Marc Tessier-Lavigne, president of Stanford University, announced his resignation from his position after months of thorough assessment of his scientific work revealed serious faults in the studies he supervised.
The Stanford Daily reported, quoting Jerry Yang, chair of the Stanford Board of Trustees, that Tessier-Lavigne will step down "in light of the report and its impact on his ability to lead Stanford."
According to The Washington Post, the panel of scientists concluded that Tessier-Lavigne, a neuroscientist who has been president of Stanford for nearly seven years, did not engage in any fraud or falsification of scientific data. It also did not find evidence that he was aware of problems before the publication of the data.
According to The New York Post, the independent review refuted the most serious claim involving Dr Tessier-Lavigne's work: that an important 2009 Alzheimer's study was the subject of an investigation that found falsified data and that Dr Tessier-Lavigne had covered it up.
The panel concluded that the claims, published in February by The Stanford Daily, the campus newspaper, "appear to be mistaken" and that there was no evidence of falsified data or that Dr. Tessier-Lavigne had otherwise engaged in fraud.

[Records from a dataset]
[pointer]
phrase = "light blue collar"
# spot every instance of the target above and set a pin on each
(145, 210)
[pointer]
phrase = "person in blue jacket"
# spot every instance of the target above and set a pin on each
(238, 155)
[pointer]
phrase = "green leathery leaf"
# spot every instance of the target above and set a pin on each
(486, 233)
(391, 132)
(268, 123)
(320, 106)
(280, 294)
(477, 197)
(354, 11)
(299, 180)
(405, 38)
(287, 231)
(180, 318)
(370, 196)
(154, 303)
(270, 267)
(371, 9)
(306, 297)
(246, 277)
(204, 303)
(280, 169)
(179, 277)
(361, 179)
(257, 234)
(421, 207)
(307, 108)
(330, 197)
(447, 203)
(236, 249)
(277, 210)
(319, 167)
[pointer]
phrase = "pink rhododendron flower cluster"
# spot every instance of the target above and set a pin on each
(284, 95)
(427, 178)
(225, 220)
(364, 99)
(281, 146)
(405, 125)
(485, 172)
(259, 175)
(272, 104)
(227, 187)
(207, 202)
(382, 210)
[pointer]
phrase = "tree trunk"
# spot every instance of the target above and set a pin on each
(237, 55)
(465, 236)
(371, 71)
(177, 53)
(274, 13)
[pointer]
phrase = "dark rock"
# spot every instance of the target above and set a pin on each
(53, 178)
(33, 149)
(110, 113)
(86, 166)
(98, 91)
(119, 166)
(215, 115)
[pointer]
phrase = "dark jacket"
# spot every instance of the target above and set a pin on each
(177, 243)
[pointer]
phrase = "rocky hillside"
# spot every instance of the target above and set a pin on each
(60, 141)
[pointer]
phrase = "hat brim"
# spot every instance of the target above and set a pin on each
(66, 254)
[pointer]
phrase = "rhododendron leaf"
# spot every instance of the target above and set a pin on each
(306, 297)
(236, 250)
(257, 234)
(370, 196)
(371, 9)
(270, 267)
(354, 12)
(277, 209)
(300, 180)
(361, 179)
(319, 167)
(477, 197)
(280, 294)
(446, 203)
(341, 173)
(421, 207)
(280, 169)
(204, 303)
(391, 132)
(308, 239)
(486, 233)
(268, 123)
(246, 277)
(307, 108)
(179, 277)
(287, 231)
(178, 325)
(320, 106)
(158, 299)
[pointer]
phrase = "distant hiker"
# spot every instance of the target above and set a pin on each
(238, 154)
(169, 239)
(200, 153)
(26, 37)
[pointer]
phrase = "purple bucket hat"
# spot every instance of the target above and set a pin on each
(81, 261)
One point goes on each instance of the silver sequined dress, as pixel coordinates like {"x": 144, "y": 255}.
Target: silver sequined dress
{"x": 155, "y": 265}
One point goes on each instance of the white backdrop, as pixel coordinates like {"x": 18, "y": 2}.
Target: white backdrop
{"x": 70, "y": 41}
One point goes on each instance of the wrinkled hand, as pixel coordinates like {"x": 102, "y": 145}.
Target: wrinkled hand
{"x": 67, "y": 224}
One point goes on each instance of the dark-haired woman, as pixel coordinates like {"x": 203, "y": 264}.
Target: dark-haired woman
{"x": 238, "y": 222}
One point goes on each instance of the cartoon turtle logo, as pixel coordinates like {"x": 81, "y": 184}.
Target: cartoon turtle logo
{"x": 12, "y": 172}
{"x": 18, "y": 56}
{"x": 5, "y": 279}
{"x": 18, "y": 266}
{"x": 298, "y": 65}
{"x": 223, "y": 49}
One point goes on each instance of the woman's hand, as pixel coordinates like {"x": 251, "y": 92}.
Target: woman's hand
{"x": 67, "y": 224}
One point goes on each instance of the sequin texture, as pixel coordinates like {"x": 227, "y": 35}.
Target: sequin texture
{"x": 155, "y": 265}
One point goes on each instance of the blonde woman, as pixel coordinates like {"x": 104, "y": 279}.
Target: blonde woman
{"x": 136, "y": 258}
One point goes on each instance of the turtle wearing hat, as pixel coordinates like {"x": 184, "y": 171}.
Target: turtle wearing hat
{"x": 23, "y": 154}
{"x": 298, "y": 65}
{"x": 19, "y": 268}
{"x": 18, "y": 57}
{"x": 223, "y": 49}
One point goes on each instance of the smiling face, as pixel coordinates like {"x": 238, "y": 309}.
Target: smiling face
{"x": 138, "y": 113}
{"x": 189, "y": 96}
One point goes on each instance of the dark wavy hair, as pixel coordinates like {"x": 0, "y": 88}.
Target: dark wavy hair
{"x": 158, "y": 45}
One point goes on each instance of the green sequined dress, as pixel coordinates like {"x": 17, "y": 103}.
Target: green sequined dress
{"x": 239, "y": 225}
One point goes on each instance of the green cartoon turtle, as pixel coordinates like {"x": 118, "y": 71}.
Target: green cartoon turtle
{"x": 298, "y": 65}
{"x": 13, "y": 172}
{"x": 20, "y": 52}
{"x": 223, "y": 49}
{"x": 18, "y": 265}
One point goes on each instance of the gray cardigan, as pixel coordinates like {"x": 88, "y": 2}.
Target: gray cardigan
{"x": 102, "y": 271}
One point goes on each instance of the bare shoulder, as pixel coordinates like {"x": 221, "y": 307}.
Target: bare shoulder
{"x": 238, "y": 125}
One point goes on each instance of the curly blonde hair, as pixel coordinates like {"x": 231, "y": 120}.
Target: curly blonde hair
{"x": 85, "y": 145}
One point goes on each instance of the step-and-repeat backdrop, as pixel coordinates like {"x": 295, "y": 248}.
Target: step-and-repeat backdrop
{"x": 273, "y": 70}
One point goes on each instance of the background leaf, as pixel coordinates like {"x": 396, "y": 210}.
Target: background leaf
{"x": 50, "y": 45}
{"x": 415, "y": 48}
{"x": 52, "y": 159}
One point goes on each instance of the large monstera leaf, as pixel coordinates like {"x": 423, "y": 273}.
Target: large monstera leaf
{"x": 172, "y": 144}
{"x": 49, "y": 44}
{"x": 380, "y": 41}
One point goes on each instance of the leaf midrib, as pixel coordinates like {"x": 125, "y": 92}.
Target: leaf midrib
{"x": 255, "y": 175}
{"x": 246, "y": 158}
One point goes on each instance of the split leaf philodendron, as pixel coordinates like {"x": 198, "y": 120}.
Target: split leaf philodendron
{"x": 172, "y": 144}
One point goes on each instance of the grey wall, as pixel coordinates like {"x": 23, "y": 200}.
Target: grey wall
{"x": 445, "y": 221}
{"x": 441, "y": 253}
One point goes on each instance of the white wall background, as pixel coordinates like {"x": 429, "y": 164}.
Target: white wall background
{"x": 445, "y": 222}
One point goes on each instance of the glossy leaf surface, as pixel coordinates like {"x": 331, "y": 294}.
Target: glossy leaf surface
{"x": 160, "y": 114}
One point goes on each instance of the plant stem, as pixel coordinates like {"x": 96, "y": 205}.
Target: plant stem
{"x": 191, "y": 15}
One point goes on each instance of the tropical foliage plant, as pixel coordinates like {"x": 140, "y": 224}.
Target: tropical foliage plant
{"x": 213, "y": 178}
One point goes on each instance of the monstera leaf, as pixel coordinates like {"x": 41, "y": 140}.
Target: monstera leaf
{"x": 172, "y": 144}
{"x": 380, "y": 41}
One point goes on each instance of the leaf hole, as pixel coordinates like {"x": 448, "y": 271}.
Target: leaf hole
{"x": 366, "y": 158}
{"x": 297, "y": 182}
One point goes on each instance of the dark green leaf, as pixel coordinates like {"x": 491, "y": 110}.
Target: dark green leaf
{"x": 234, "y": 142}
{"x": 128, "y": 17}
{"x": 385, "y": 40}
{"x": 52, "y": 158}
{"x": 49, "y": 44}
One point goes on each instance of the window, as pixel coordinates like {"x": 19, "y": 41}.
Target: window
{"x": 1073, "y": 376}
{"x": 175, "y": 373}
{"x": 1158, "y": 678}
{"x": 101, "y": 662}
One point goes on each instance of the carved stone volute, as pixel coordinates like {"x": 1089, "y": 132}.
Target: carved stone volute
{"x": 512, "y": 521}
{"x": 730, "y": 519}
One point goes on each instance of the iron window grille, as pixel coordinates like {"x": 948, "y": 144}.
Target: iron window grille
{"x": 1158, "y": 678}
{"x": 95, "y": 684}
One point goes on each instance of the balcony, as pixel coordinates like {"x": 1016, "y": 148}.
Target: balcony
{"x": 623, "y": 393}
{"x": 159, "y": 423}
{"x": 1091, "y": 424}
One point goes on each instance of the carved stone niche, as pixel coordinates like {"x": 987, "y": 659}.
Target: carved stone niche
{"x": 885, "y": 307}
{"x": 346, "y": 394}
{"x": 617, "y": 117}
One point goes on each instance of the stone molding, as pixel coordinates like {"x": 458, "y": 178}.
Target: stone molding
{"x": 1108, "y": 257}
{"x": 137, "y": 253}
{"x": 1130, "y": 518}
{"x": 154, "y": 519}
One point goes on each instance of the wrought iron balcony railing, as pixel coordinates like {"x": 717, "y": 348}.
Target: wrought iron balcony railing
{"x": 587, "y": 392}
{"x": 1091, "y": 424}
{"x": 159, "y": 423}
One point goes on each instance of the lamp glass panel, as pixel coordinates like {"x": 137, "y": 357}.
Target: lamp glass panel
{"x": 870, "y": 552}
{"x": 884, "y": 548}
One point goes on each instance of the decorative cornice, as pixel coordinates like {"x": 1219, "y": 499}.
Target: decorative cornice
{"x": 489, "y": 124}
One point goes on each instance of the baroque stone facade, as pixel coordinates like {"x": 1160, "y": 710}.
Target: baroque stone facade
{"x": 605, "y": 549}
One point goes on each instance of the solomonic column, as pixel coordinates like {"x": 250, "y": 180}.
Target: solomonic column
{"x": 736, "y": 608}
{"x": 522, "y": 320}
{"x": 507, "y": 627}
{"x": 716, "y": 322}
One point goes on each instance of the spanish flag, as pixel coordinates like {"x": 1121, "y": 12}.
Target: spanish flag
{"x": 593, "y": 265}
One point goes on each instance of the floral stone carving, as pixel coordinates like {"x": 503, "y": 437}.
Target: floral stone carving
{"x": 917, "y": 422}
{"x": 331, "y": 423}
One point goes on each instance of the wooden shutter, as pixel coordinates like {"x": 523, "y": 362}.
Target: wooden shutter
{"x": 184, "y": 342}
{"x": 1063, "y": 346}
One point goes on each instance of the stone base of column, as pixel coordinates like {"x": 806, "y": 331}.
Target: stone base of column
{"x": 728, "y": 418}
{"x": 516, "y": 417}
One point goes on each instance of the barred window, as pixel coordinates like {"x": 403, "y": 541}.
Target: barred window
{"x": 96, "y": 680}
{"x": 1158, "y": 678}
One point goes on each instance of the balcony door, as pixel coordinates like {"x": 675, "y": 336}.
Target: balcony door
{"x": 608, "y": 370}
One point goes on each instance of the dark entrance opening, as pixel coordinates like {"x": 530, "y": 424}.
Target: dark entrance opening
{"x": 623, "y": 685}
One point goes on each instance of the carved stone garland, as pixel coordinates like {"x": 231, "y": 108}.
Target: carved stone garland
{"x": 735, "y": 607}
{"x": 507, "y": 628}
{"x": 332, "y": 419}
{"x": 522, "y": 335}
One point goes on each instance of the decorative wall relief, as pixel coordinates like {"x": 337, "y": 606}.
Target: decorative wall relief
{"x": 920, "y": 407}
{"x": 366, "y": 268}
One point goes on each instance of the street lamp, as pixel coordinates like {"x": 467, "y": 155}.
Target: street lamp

[Task statement]: Rewrite the part of the text on the Stanford president's resignation, starting with "The Stanford Daily reported, quoting" and going on through "covered it up.", with "neuroscientist" changed to "brain researcher".

[Answer box]:
The Stanford Daily reported, quoting Jerry Yang, chair of the Stanford Board of Trustees, that Tessier-Lavigne will step down "in light of the report and its impact on his ability to lead Stanford."
According to The Washington Post, the panel of scientists concluded that Tessier-Lavigne, a brain researcher who has been president of Stanford for nearly seven years, did not engage in any fraud or falsification of scientific data. It also did not find evidence that he was aware of problems before the publication of the data.
According to The New York Post, the independent review refuted the most serious claim involving Dr Tessier-Lavigne's work: that an important 2009 Alzheimer's study was the subject of an investigation that found falsified data and that Dr Tessier-Lavigne had covered it up.